## What the task requires:
Copy each of the following rows word for word, changing nothing.

Records from a pointing dataset
########
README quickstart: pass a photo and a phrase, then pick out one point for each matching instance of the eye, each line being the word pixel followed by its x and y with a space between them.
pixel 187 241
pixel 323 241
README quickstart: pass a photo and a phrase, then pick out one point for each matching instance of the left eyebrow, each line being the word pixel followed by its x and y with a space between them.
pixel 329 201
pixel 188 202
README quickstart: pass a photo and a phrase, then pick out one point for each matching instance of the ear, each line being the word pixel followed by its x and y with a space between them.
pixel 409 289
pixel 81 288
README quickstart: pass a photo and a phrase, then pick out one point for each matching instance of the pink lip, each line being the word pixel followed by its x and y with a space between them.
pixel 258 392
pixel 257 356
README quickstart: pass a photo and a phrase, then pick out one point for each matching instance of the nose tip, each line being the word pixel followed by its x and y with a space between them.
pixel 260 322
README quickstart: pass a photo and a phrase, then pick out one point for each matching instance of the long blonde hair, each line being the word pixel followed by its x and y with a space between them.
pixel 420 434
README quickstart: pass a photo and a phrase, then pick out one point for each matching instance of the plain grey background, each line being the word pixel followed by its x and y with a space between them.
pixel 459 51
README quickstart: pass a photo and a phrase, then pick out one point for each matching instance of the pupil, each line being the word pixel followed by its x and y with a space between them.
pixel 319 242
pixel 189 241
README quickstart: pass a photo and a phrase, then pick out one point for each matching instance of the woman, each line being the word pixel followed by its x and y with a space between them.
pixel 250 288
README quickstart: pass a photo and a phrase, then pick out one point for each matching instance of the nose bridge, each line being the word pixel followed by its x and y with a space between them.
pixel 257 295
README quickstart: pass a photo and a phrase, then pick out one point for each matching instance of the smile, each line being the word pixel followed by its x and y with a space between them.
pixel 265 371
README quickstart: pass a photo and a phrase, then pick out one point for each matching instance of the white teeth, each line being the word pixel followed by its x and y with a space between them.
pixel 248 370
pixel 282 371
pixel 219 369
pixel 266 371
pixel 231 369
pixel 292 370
########
## Full response:
README quickstart: pass a photo and a phrase, then pick out one point for each matching instance of the eye, each line being the word pixel followed by its x and y with a space between them.
pixel 187 241
pixel 323 241
README quickstart: pass a photo and a phrase, then pick out one point for each matching instance of the left eyebrow, each line being the word pixel followed by its x and y with a space between them.
pixel 329 201
pixel 188 202
README quickstart: pass a photo and a phrase, then pick out one point for each matching instance of the ear, each line being the word pixel followed by its x and y with a space between them.
pixel 409 289
pixel 81 288
README quickstart: pass a photo and a phrase, then pick out one point for each matching instance of the pink lip, each line being the word pixel followed by its x and y with a space between them.
pixel 258 392
pixel 257 356
README quickstart: pass a photo and a phrase, then pick out one point for each matching instance of the nose tip, each line being the word pixel followed by its x and y with a space between them.
pixel 260 322
README quickstart: pass a photo and a phrase, then pick out one point for each matching instance of the long blonde hair, each line being the word pixel followed by its x and y with a space between them.
pixel 420 434
README quickstart: pass a photo and a phrase, then pick out one point for each matching instance of the plain grey background, each line being the word pixel followed by its x and y with a space between them.
pixel 459 51
README quickstart: pass a photo and a phrase, then pick out one point for each matching instance of the pupil, each line being the word pixel followed by its x and y with a space between them.
pixel 319 242
pixel 189 241
README quickstart: pass a photo and a phrase, then pick out one point for each matching instance of the woman, each line being the word pixel followed by its x and y with a space between them.
pixel 250 288
README quickstart: pass a photo and a phrase, then pick out one point for each matching instance of the nose bridge, each line being the word pixel followed by its x and y with a space between them.
pixel 257 295
README quickstart: pass a photo and a phrase, then pick out one point for each matching instance of the smile, each line being the word pixel followed by its x and y with a space between them.
pixel 265 371
README quickstart: pass a photo and a phrase, then pick out one point for each matching instance of the white teeth, each line being the word pixel followed by its x and y with a space between them.
pixel 248 370
pixel 282 371
pixel 219 369
pixel 266 371
pixel 231 369
pixel 292 370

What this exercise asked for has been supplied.